Excerpted passage below:

---
name: atft-training
description: Run and monitor ATFT-GAT-FAN training loops, hyper-parameter sweeps, and safety modes on A100 GPUs.
proactive: true
---

# ATFT Training Skill

## Mission
- Launch production-grade training for the Graph Attention Network forecaster with correct dataset/version parity.
- Tune hyper-parameters (LR, batch size, horizons, latent dims) exploiting 80GB GPU headroom.
- Safely resume, stop, or monitor long-running jobs and record experiment metadata.

## Engagement Triggers
- Requests to “train”, “fine-tune”, “HP optimize”, “resume training”, or “monitor training logs”.
- Need to validate new dataset compatibility with model code.
- Investigations into training stalls, divergence, or GPU under-utilization.

## Preflight Safety Checks
1. Dataset freshness: `ls -lh output/ml_dataset_latest_full.parquet` then `python scripts/utils/dataset_guard.py --assert-recency 72`.

End of Excerpted passage.
Provided records below:

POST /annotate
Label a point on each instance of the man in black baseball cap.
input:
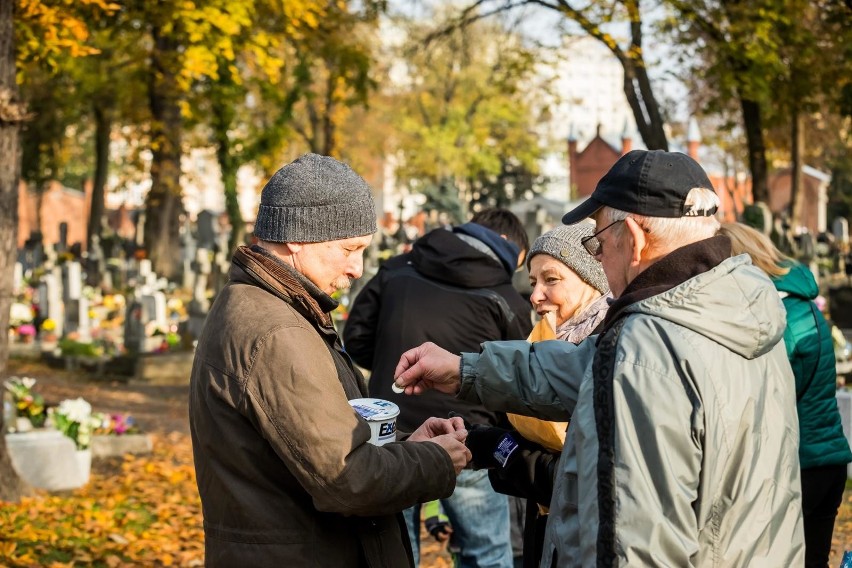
(652, 183)
(682, 449)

End of Provided records.

§ Assignment 1:
According to the ATFT training skill file, how much GPU headroom is hyper-parameter tuning meant to exploit?
§ Assignment 2:
Continue the ATFT training skill file from its last line.
None of the entries are needed here.

§ Expected output 1:
80GB of GPU headroom.

§ Expected output 2:
2. Environment health: `tools/project-health-check.sh --section training`.
3. GPU allocation: `nvidia-smi --query-gpu=utilization.gpu,memory.used --format=csv` (target >60% util, <76GB used baseline).
4. Git hygiene: `git status --short` ensure working tree state is understood (avoid accidental overrides during long runs).

## Training Playbooks

### 1. Production Optimized Training (default 120 epochs)
1. `make train-optimized DATASET=output/ml_dataset_latest_full.parquet` — compiles TorchInductor + FlashAttention2.
2. `make train-monitor` — tails `_logs/training/train-optimized.log`.
3. `make train-status` — polls background process; ensure ETA < 7h.
4. Post-run validation:
   - `python scripts/eval/aggregate_metrics.py runs/latest` — compute Sharpe, RankIC, hit ratios.
   - Update `results/latest_training_summary.md`.

### 2. Quick Validation / Smoke
1. `make train-quick EPOCHS=3` — run in foreground.
2. `python scripts/smoke_test.py --max-epochs 1 --subset 512` for additional regression guard.
3. `pytest tests/integration/test_training_loop.py::test_forward_backward` if suspicious gradients.

### 3. Safe Mode / Debug
1. `make train-safe` — disables compile, single-worker dataloading.
2. `make train-stop` if hung jobs detected (consult `_logs/training/pids/`).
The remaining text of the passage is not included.